### REQUIREMENT 1
According to the excerpt about the Yuka app, in how many countries is the app used?

### EXCERPT TO READ
Yuka sprang up in France in 2017, quickly establishing a loyal following among shoppers looking for more health information about their food. The premise is simple: scan a label and get a health score between 0 and 100 based on that product’s nutritional value, the presence of additives and a bonus if it’s organic.

The app is now used by over 80 million people across 14 countries, including the US and the UK, and has acquired immense influence over those who use it.

For example, 94% of US users will return a product to the shelf if it gets a ‘bad’ rating, according to Yuka’s own research, while 92% are buying fewer ultra-processed food products since using the app.

For shoppers it’s simple. But many food businesses have consequently been left scratching their heads.

When consumers visit supermarkets with Yuka in hand, it may be unsurprising to find items like Monster energy drinks and a Rustler’s chicken sandwiches scoring poorly.

Perhaps more counter-intuitively though, Proper Chips, a UK brand of crisps developed as a healthy alternative to potato chips, have a lower rating than Doritos and Walkers. While Alpro’s unsweetened oat milk - with an ‘excellent’ 78/100 - scores a far superior rating to its unsweetened soy milk variant, which languishes as ‘poor’ on 49/100.

### DATA SHOWN
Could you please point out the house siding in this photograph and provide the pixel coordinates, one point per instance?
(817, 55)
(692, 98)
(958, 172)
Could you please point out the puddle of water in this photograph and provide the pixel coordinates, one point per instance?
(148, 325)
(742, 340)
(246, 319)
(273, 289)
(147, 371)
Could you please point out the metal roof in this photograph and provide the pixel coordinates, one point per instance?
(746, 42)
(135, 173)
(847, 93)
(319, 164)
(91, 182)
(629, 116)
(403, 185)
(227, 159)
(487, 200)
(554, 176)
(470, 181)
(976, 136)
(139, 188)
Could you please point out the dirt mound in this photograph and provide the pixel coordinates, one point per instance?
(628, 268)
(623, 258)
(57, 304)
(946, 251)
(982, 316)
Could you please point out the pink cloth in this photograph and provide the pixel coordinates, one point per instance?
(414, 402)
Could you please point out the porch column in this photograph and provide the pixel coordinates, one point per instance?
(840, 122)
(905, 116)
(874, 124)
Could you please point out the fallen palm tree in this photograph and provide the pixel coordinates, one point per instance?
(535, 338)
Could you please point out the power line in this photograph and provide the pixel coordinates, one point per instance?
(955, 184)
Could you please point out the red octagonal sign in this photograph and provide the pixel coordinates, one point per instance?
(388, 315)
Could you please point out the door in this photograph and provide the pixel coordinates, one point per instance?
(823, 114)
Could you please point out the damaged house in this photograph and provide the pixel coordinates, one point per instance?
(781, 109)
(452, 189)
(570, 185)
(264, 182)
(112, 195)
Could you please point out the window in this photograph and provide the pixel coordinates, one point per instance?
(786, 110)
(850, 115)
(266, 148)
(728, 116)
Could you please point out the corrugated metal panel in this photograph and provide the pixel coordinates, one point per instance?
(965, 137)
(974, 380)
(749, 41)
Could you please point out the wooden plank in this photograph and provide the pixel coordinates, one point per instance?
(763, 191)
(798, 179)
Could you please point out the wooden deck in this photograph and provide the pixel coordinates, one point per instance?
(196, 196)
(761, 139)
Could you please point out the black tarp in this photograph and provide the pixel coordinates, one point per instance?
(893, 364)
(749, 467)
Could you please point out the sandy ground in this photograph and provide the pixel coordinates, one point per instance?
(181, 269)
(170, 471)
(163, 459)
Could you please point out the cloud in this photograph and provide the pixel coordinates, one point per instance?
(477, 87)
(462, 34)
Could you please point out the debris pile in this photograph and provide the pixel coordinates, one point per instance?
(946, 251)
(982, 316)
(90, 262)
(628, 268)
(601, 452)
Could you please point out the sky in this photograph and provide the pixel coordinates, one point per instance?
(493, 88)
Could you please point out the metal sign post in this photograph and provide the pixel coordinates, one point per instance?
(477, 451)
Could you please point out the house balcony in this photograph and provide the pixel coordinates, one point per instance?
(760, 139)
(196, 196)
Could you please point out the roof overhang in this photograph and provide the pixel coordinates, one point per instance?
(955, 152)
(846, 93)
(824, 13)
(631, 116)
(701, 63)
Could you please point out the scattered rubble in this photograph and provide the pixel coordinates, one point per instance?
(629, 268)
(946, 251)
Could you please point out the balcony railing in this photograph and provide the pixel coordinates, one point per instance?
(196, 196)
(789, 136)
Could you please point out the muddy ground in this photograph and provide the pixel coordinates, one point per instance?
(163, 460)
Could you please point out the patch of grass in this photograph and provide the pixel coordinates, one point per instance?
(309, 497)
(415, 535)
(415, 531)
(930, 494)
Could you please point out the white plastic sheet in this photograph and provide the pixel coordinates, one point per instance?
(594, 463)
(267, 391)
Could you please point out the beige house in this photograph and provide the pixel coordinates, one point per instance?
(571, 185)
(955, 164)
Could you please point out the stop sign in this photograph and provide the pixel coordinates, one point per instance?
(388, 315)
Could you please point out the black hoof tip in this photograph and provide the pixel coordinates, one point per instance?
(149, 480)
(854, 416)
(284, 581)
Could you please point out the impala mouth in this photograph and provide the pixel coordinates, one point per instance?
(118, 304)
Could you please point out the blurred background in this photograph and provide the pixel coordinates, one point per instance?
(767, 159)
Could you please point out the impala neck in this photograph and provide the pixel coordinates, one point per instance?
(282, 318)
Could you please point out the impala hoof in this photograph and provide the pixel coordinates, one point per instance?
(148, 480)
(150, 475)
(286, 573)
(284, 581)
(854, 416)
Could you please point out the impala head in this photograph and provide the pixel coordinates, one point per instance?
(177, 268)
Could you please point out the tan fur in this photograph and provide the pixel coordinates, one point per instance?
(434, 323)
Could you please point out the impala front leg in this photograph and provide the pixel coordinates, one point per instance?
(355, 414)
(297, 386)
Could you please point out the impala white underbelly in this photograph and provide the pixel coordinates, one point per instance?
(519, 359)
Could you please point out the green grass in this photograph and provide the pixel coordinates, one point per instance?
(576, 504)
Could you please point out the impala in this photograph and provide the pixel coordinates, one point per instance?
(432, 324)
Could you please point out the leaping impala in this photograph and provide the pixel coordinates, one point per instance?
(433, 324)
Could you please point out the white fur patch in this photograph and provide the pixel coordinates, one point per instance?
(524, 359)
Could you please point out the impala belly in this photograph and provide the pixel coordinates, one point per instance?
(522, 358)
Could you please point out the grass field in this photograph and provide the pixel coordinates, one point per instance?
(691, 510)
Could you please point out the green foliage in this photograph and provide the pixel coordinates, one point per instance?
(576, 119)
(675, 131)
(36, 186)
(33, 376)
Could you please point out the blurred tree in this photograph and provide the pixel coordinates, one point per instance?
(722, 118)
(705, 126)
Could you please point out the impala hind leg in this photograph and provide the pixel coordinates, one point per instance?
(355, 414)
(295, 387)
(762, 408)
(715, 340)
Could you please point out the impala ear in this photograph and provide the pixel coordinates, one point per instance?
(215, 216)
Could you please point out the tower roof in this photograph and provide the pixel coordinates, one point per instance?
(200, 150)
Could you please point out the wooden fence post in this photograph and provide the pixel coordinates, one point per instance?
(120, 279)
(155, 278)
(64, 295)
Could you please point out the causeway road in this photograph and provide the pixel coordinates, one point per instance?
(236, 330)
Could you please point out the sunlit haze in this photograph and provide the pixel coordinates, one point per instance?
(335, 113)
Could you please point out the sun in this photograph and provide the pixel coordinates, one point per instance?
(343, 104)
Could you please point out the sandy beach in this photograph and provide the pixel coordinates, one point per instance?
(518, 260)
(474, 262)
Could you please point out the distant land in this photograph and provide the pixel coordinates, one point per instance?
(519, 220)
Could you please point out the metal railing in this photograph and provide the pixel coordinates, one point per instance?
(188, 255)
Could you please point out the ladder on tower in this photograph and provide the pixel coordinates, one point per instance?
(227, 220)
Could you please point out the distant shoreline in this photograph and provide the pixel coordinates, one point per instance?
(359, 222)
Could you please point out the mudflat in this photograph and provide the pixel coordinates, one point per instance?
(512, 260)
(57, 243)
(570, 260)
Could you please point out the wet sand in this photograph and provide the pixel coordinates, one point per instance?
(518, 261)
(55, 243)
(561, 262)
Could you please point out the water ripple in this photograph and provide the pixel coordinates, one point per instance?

### REQUIREMENT 2
Which lines in the listing contain the word "green"? Copy each of them.

### CORRECT ANSWER 1
14 countries.

### CORRECT ANSWER 2
Could you please point out the green grass in this photograph and provide the pixel coordinates, one point per instance?
Could you please point out the green foliage in this photograph and provide the pixel coordinates, one point per instance?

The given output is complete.